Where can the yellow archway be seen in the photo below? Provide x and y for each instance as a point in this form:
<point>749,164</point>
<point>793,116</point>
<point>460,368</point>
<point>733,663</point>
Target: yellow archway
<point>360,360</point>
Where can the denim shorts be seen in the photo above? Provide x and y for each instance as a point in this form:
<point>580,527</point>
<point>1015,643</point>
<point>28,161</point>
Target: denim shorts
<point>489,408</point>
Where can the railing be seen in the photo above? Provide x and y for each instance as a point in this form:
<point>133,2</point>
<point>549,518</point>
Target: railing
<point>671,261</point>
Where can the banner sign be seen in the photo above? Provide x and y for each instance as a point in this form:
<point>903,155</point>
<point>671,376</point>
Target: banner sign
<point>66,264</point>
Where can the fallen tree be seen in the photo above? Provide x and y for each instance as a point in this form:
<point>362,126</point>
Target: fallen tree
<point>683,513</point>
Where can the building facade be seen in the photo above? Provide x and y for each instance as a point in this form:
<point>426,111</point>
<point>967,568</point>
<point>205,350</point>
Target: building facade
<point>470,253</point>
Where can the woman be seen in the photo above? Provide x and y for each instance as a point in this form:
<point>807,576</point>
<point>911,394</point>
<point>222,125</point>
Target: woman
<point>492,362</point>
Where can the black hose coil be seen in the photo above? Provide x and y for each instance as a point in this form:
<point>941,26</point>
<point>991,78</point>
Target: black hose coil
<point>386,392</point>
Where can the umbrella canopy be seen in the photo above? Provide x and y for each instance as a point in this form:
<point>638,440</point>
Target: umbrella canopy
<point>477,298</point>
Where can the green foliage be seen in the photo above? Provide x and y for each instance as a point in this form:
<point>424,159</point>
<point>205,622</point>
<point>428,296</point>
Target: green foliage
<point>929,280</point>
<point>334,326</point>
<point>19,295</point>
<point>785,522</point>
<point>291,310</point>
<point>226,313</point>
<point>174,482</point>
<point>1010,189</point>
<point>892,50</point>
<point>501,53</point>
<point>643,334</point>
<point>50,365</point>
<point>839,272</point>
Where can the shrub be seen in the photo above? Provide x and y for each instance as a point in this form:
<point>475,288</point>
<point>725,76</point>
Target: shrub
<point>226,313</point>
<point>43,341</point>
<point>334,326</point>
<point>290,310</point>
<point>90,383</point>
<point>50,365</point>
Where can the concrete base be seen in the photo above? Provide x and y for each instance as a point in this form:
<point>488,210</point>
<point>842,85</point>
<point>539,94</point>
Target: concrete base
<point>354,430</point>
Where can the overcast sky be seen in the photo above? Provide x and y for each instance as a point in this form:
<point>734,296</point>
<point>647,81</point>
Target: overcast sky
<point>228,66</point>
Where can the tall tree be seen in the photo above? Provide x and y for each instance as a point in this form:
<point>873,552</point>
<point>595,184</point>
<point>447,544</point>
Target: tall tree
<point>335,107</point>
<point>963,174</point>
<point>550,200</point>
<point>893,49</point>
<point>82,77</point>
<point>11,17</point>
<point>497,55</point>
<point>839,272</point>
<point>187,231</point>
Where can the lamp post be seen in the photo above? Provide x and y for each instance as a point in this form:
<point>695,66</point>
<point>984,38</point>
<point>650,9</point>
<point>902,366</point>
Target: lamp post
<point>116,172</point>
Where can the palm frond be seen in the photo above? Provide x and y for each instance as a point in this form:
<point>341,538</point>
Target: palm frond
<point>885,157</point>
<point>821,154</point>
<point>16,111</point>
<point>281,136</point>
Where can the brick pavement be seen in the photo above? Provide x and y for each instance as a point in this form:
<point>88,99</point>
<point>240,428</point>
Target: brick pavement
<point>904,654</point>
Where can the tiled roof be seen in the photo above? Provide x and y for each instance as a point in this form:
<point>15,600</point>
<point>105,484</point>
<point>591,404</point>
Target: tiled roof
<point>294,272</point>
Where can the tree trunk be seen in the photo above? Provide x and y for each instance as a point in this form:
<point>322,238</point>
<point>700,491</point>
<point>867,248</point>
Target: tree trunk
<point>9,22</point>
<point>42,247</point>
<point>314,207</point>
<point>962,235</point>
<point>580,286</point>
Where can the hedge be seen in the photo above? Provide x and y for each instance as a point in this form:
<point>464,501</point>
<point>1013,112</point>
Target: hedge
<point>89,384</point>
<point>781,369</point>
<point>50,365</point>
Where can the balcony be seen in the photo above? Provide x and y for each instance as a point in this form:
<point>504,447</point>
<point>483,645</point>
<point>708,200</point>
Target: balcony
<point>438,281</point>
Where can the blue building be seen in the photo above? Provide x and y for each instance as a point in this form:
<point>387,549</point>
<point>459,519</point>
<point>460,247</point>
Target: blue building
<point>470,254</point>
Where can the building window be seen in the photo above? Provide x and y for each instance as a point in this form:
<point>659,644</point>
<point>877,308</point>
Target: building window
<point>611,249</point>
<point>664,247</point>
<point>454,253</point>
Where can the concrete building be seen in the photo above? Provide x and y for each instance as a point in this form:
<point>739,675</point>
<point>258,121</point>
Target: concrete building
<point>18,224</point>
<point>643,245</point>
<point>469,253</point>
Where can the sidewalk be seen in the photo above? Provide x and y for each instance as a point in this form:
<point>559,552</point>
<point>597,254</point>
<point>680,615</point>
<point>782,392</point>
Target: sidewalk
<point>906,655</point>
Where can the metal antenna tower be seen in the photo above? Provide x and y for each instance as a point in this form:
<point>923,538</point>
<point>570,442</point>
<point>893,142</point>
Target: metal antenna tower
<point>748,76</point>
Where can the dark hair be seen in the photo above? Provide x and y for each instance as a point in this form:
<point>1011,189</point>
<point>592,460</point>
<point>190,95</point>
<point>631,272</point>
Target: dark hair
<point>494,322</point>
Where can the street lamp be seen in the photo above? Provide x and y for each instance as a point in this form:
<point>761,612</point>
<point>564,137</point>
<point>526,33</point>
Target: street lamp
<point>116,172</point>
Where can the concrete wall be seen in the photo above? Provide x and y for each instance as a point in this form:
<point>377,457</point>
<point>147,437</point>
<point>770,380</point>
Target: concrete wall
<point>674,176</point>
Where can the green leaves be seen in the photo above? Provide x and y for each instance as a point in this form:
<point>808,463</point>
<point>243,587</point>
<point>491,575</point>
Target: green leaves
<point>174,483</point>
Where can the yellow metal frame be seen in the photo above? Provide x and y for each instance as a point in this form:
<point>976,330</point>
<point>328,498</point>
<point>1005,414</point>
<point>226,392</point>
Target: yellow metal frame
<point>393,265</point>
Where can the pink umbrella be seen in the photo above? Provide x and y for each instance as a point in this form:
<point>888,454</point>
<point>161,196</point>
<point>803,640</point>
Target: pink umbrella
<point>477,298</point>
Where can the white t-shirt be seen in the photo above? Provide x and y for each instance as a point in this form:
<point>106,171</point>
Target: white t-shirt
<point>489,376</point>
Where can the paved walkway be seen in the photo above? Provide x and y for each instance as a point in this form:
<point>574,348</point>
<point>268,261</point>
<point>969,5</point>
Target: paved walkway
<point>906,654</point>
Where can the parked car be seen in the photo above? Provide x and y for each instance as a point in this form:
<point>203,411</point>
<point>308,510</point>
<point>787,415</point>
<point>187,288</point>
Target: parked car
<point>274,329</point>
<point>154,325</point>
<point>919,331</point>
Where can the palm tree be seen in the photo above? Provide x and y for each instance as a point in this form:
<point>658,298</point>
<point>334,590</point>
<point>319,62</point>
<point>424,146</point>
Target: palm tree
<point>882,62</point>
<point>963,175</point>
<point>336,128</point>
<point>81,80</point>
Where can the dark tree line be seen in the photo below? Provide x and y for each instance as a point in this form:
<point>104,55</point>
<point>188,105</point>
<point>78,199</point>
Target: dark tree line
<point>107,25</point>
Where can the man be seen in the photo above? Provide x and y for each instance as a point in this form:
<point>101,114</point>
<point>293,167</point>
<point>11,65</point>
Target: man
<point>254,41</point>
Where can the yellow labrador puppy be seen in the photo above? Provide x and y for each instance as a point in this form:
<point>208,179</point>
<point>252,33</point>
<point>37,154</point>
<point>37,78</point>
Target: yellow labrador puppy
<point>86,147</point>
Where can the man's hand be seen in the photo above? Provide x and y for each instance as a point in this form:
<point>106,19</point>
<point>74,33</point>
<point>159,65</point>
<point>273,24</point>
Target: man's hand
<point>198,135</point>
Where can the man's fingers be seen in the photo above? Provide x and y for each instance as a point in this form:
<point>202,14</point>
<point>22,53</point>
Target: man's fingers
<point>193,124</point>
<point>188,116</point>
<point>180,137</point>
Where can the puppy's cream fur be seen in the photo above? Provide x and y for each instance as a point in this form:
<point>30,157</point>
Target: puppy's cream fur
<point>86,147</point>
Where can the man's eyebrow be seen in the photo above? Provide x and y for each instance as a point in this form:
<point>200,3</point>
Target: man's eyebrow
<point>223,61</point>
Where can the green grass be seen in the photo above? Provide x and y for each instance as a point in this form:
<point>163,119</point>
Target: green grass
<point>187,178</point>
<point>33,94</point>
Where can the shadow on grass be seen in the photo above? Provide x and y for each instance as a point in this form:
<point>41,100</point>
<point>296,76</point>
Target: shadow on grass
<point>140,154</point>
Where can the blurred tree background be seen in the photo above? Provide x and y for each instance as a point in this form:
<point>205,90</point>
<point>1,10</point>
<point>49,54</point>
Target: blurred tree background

******************************

> _TASK DESCRIPTION_:
Given the data above, transcribe exactly the lines from the one containing "<point>647,81</point>" down to the one containing "<point>447,544</point>", and no others.

> _WRITTEN SOLUTION_:
<point>647,81</point>
Target: overcast sky
<point>228,66</point>
Where can the tall tree be seen in the photo above? Provide x and y for each instance as a point in this form:
<point>873,552</point>
<point>595,184</point>
<point>447,544</point>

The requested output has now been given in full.